[Provided information]

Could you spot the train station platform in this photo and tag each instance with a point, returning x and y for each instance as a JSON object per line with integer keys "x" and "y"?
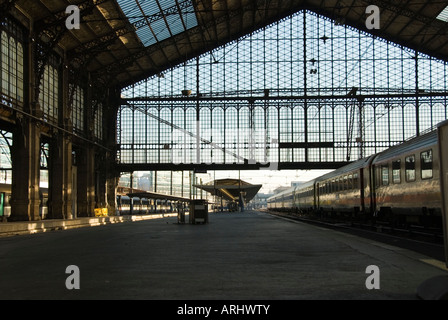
{"x": 21, "y": 228}
{"x": 247, "y": 255}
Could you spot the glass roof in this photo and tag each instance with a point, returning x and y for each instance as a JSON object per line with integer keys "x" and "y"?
{"x": 157, "y": 20}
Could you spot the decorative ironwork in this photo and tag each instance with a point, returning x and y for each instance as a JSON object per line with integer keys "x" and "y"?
{"x": 305, "y": 92}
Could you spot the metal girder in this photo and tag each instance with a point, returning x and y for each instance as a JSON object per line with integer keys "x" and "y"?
{"x": 5, "y": 7}
{"x": 228, "y": 166}
{"x": 112, "y": 69}
{"x": 251, "y": 99}
{"x": 48, "y": 33}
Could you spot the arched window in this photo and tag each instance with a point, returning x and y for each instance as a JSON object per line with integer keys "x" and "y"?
{"x": 12, "y": 73}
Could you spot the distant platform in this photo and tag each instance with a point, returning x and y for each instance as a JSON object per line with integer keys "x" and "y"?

[/Provided information]

Task directions
Take the listing and print it again exactly, but without any pictures.

Finished task
Could you spot the train station platform in this photo and tag each instance with a point, returning x and y for each instance as a JSON object per line with integer keys "x" and "y"?
{"x": 21, "y": 228}
{"x": 247, "y": 255}
Could you spot the glass roof in this photo and tag each instance with a point, returning x and y for each instance as a JSON object per line with integer keys "x" and "y"?
{"x": 157, "y": 20}
Could you spot the decorative ironwork in this photo and tag each instance with a point, returning x and y for each instance as a JSON object per line with integer keys "x" and "y"?
{"x": 305, "y": 92}
Could you spot the metal girder in this photo and tag each instance with a point, returning x and y for each instance as a JSON object per line with integer keys "x" and "y"?
{"x": 5, "y": 7}
{"x": 228, "y": 166}
{"x": 112, "y": 69}
{"x": 251, "y": 99}
{"x": 48, "y": 33}
Could you spot the arched window in this photo and tag each instance with a point, returning x and y for each instance as a JSON object per line with integer keys "x" and "y"?
{"x": 12, "y": 73}
Could you spot the distant platform in this photo and tag each instance with a point, returning x and y for each instance as a JSON object per line with integer keys "x" and "y"?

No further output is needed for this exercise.